What to do:
A. In the passage on federal cannabis enforcement, what is the name of the federal spending provision that currently prohibits the Justice Department from prosecuting state-compliant medical cannabis patients and providers?
B. Continue the passage on federal cannabis enforcement from its final sentence, ignoring the entries.

Text:
John Hudak, a senior fellow at the Brookings Institution who studies cannabis policy, says that even in states that have legalized adult-use cannabis, federal officials are still free to pursue charges against state-legal actors.
“The federal government could go into any state right now and arrest any individual growing marijuana,” he said. “There is no question the government has the authority to do that.”
What’s more, federal prosecutors are able to prevent cannabis defendants from arguing in court that their activity is allowed under state law.
“In a case against a recreational grower or distributor or whatever, the status of state law is entirely irrelevant and has no place in a federal proceeding. A federal judge will not allow evidence of state legality,” Hudak said. (Note: This doesn’t apply to medical cannabis, at least for the moment. A federal spending provision set to expire later this month, known as the Rohrabacher-Blumenauer amendment, currently prohibits the Justice Department from prosecuting state-compliant medical cannabis patients and providers.)
So far, legal-cannabis states have also been careful to avoid passing laws intended to block federal enforcement efforts, says Vanderbilt Law School professor Robert Mikos, an expert on federalism and cannabis laws. Such laws would be especially vulnerable to supremacy-clause challenges.

Extracted records:
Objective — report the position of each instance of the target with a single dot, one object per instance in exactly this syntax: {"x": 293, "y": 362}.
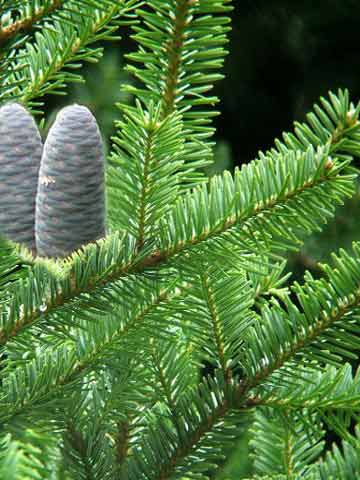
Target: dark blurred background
{"x": 285, "y": 54}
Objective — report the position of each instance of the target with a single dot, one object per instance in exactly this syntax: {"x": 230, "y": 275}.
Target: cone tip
{"x": 13, "y": 107}
{"x": 77, "y": 111}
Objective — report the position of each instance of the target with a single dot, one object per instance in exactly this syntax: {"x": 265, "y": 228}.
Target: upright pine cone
{"x": 20, "y": 156}
{"x": 70, "y": 204}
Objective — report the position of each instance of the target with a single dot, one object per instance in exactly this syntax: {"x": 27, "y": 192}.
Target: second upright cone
{"x": 70, "y": 204}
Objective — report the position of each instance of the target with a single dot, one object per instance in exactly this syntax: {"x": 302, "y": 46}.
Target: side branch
{"x": 27, "y": 23}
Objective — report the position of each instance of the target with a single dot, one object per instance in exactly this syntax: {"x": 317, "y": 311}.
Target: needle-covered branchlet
{"x": 20, "y": 156}
{"x": 70, "y": 206}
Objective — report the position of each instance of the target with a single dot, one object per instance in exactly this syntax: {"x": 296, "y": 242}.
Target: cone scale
{"x": 70, "y": 204}
{"x": 20, "y": 156}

Task results:
A. The Rohrabacher-Blumenauer amendment.

B.
“States forthrightly acknowledge, ‘Hey, the fact we made this legal doesn’t do you any good under federal law,’” Mikos said. “They haven’t sought out that sort of direct confrontation with the federal government.”
Questions for the Court
If a conflict can’t easily be solved by referring to the Constitution’s supremacy clause or anti-commandeering doctrine, judges’ jobs get harder. They must refer to existing court precedent and then extend that to the dispute at hand.
“The important thing to recognize with preemption is it basically nullifies state law.”
Here’s where immigration and cannabis part ways, said Manheim at Loyola Law School. Unlike most other areas of law, immigration is generally considered an element of foreign policy—something in which, courts have recognized, the federal government has a special stake.
“Ordinarily when there is a conflict between state and federal law and there is some question as to whether the state law is obstructing or preempted by the federal law, the tie usually goes to the state,” Manheim said. “The rule works the other direction when we’re talking about things of paramount federal importance, and immigration is one of those.”
While some past rulings have determined that cannabis is of dominant federal interest, he said, that’s not as well established as it is with immigration. That means states may have more leeway in passing cannabis laws, rather than immigration laws, that seem to run counter to federal policy.
What Would the Feds ‘Win’?
Even if the Justice Department were to successfully challenge a state law that legalized and regulated cannabis, it’s not clear officials would have much to show for it. “The important thing to recognize with preemption is it basically nullifies state law,” said Mikos at Vanderbilt. “It doesn’t replace it with what it was before.”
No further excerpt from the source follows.